In the early years of the 21st century, the Federal Reserve substituted a
rise in consumer debt to drive the economy in place of the missing rise in
consumer incomes. Low interest rates drove up housing prices, and people
refinanced their mortgages and spent the equity. The Federal Reserve kept the
economy alive by loading up consumers with debt that housing prices and
consumer incomes would soon be unable to support.
When debt and real estate prices reached unsustainable levels, the bubble
popped, and the ongoing financial crisis was upon us.
The cause of all of the problems is the offshoring of Americans’ jobs. When jobs
are moved offshore, consumers’ careers and incomes, and the GDP and payroll and
income tax base associated with those jobs, go with them. When the goods and
services produced for American markets by offshored labor are brought into the
US to be sold, the trade deficit rises, and downward pressure is put on the
dollar, pushing up domestic inflation. (On October 12, statistician John
Williams (shadowstats.com) reported that
“third-quarter wholesale inflation jumped to an annualized 6.2%.”)
Jobs offshoring is driven by Wall Street, “shareholder advocates,” the
threat of takeovers, and by large retailers, such as Walmart. By cutting labor
costs, profits go up.It is that simple. However, as a result of sending
American jobs to cheap labor countries, US consumer incomes go down. The end
result is to destroy the domestic consumer market. What would have been US
consumer income growth becomes instead profit growth for US corporations.
Keynesian economists use in their textbooks the example of how the aggregate
effect of individual saving could be the opposite of the effect intended by the
individuals. Whereas each saver seeks to improve his position by building
wealth, in the aggregate saving could exceed investment, resulting in a decline
in aggregate demand and a fall in income for all. Offshoring has the same
logic. Each corporation can expect to gain more profits from moving US jobs
offshore, but the aggregate effect is a fall in American consumer incomes and a
reduction in the American consumer market.
I have told this story many times. But policymakers, the media, and
economists seem unable to connect the dots.
Jobs offshoring has substantial implications for Social Security and
Medicare. The US has the least adequate social safety net of any developed
country. The two major components of the US social safety net are Social
Security and Medicare for the elderly. Social Security and Medicare are
financed by a payroll tax. The combined tax is 15.3% of payrolls. For the past
quarter of a century the Social Security portion of the payroll tax has built
up a surplus of over $2 trillion. Recently, the Medicare portion began running
in the red.
Right-wing Republicans, free market ideologues, and the left-wing have all
indoctrinated themselves with incorrect beliefs about Social Security and
Medicare. The right-wing claims that a safety net financed with 15.3% of
payrolls is a “Ponzi scheme” and an “unfunded liability.” If that is the case,
then so are veterans benefits, military pensions, and federal pensions, all of
which are financed by the income tax, the basis for the payroll tax.
The left-wing claims that the rich do not pay high enough payroll taxes,
because the income subject to Social Security payroll tax is capped at about
$110,000. But the benefits are also capped. Social Security is not supposed to
be an income redistribution scheme from rich to poor, and it is not supposed to
be a pension system for the rich. The pension paid is supposed to correlate
with the pre-retirement income level of the retiree. Those who had higher wages
or salaries and consequently paid more in payroll taxes receive a larger Social
Security check than those who had lower wages and salaries and paid less
payroll taxes, although there is favoritism toward the lower income earners who
receive proportionally more in respect to their payroll taxes than higher
income earners.

(EXERCISE 1):
Decide whether each statement below agrees with the excerpt on jobs offshoring, answering yes or no and quoting the words from the excerpt that settle it. (a) The combined payroll tax for Social Security and Medicare is 15.3% of payrolls. (b) The Medicare portion of the payroll tax has built up a surplus of over $2 trillion. (c) The income subject to Social Security payroll tax is capped at about $110,000.
(EXERCISE 2):
Duplicate everything in the excerpt on jobs offshoring from "Keynesian economists use" down to "American consumer market.".
(EXERCISE 3):
Which large retailer does the excerpt on jobs offshoring name as a driver of jobs offshoring?

(DATASET EXCERPT):
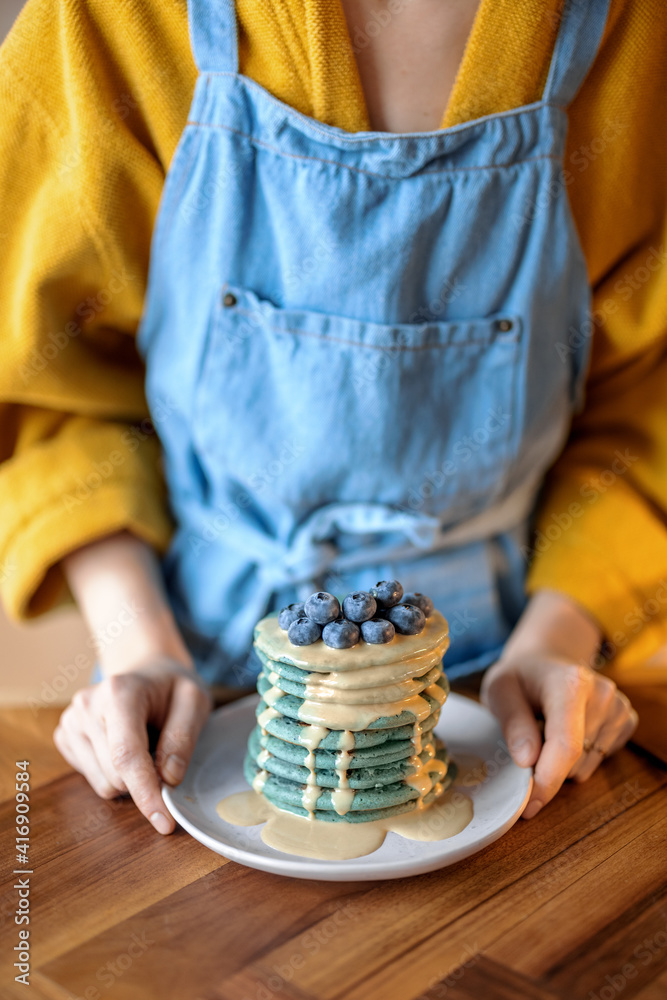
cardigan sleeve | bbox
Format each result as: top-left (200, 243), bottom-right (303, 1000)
top-left (0, 0), bottom-right (195, 621)
top-left (527, 0), bottom-right (667, 683)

(WORKED SOLUTION 1):
(a) Yes: "The combined tax is 15.3% of payrolls."
(b) No: "the Social Security portion of the payroll tax has built up a surplus of over $2 trillion. Recently, the Medicare portion began running in the red."
(c) Yes: "the income subject to Social Security payroll tax is capped at about $110,000"

(WORKED SOLUTION 2):
Keynesian economists use in their textbooks the example of how the aggregate
effect of individual saving could be the opposite of the effect intended by the
individuals. Whereas each saver seeks to improve his position by building
wealth, in the aggregate saving could exceed investment, resulting in a decline
in aggregate demand and a fall in income for all. Offshoring has the same
logic. Each corporation can expect to gain more profits from moving US jobs
offshore, but the aggregate effect is a fall in American consumer incomes and a
reduction in the American consumer market.

(WORKED SOLUTION 3):
Walmart